Task statement: Nothing but the lines from the line with "Where can the concrete ground" to the end of the records below should appear in the answer, each exactly as given.

Given information:
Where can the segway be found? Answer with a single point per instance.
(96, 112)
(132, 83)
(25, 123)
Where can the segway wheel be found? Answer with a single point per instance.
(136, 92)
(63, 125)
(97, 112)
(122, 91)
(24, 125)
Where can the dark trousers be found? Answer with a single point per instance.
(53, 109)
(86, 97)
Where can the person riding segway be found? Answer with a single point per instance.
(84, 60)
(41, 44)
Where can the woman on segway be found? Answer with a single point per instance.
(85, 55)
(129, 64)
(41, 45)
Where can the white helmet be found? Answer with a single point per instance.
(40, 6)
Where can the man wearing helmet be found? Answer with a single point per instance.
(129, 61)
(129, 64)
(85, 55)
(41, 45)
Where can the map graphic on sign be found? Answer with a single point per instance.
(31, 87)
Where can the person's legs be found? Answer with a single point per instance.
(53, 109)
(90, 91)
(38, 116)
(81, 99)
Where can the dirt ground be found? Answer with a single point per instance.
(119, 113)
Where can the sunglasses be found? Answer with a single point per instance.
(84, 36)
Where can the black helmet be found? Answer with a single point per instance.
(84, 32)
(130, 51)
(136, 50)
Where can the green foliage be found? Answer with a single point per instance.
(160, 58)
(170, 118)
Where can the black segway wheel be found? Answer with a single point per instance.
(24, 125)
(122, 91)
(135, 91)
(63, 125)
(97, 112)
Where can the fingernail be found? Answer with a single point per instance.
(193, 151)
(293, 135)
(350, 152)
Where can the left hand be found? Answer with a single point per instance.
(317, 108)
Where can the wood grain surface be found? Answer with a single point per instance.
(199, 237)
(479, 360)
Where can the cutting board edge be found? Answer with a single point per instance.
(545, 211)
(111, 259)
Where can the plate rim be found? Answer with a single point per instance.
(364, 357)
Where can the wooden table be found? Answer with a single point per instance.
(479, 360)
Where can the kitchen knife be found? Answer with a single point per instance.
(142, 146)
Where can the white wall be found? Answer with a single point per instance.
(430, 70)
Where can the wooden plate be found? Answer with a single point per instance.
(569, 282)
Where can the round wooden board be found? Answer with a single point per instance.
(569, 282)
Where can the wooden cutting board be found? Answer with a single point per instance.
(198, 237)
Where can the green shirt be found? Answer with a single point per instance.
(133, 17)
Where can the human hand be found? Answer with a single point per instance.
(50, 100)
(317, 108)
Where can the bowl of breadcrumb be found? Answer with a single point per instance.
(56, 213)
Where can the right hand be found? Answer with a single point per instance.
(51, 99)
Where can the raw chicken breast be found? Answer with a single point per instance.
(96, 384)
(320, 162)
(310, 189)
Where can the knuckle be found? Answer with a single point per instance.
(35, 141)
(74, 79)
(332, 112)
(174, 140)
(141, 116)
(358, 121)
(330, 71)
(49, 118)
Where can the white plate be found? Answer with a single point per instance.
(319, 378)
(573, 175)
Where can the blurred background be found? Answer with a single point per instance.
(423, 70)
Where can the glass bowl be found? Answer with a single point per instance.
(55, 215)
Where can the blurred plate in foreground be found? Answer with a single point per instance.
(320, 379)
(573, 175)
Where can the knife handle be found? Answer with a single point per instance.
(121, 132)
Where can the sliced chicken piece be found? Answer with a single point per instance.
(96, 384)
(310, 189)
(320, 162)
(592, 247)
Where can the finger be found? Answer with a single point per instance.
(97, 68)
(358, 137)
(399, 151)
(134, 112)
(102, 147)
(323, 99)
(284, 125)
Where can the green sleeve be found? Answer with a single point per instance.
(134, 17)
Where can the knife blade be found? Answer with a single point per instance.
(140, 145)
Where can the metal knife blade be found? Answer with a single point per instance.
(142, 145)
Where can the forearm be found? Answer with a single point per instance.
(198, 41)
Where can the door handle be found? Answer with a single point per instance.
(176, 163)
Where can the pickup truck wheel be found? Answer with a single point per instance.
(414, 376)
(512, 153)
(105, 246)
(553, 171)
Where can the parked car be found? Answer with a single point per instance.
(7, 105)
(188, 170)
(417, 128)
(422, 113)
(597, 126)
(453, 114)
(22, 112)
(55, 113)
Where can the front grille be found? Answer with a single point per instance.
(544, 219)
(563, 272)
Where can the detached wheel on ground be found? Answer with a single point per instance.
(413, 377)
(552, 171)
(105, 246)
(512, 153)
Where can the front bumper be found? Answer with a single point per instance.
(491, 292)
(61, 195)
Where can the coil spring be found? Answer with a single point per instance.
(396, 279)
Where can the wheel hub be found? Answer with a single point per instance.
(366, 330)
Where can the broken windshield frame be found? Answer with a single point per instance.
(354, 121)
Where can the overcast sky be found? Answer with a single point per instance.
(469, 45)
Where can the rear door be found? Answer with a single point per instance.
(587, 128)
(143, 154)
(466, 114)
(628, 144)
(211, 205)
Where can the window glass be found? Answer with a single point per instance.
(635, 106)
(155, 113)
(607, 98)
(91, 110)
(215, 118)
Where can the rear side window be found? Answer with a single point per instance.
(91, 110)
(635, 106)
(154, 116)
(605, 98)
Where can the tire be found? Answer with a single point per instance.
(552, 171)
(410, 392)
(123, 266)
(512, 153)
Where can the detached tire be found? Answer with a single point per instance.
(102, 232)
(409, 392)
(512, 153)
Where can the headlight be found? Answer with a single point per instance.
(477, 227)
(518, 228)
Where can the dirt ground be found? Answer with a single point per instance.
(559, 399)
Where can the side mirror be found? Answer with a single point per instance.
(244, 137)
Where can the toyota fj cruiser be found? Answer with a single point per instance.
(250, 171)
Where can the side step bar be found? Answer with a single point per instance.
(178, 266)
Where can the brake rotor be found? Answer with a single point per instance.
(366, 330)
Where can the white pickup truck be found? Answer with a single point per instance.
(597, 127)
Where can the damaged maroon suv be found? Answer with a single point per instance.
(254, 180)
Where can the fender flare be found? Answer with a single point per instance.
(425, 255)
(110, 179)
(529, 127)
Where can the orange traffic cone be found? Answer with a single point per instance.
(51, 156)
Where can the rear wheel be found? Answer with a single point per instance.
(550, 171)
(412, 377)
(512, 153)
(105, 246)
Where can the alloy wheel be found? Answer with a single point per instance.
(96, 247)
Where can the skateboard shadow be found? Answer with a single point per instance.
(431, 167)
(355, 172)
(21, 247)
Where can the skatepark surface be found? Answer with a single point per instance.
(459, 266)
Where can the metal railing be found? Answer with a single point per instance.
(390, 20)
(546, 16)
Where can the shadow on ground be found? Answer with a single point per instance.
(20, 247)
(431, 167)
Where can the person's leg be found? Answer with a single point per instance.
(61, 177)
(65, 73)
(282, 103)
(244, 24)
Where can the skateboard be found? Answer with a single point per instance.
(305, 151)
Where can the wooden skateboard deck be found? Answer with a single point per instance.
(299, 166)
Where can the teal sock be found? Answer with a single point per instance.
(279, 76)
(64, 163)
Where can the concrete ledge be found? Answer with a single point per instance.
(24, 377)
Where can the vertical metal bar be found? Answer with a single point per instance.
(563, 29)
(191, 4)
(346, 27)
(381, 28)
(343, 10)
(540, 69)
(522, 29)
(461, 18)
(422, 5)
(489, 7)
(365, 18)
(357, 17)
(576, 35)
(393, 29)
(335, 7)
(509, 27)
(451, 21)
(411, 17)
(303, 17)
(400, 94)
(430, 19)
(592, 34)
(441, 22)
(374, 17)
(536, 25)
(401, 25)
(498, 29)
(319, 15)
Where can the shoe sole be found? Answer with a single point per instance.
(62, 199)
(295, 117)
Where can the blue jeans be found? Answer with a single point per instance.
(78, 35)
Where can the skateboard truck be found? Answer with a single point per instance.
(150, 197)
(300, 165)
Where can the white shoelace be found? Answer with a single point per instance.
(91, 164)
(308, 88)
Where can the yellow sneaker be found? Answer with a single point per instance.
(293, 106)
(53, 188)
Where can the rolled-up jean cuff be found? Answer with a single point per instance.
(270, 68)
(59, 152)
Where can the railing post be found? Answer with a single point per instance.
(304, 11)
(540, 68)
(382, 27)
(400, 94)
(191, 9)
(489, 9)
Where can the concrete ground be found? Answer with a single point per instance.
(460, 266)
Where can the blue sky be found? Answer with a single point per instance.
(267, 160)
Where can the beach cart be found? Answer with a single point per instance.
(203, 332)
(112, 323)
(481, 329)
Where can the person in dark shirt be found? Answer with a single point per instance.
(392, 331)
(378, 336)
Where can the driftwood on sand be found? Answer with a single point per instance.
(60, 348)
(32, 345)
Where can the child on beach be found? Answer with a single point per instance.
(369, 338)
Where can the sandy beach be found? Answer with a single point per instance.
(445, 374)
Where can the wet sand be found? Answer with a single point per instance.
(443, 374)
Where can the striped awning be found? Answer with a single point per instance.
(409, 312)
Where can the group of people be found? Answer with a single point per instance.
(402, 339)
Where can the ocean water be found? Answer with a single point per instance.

Response to the exercise:
Where can the concrete ground be found? Answer with a single point per instance.
(460, 266)
Where can the blue sky be found? Answer with a single point per instance.
(267, 160)
Where can the beach cart be found? Answer with a single point per instance.
(203, 332)
(112, 323)
(481, 329)
Where can the person in dark shirt be found? Answer with a single point per instance.
(392, 331)
(378, 336)
Where can the driftwood on sand be found? Answer with a single point per instance.
(60, 348)
(32, 345)
Where can the child on beach be found? Answer with a single point per instance.
(369, 338)
Where can the sandy beach be found? Answer with a single point per instance.
(445, 374)
Where can the wet sand be found? Answer with a single point per instance.
(443, 374)
Where can the striped awning be found? Answer with a single point per instance.
(409, 312)
Where can the group of people be found? Answer with a single point per instance.
(402, 339)
Where can the ocean water be found? Answer with a single point per instance.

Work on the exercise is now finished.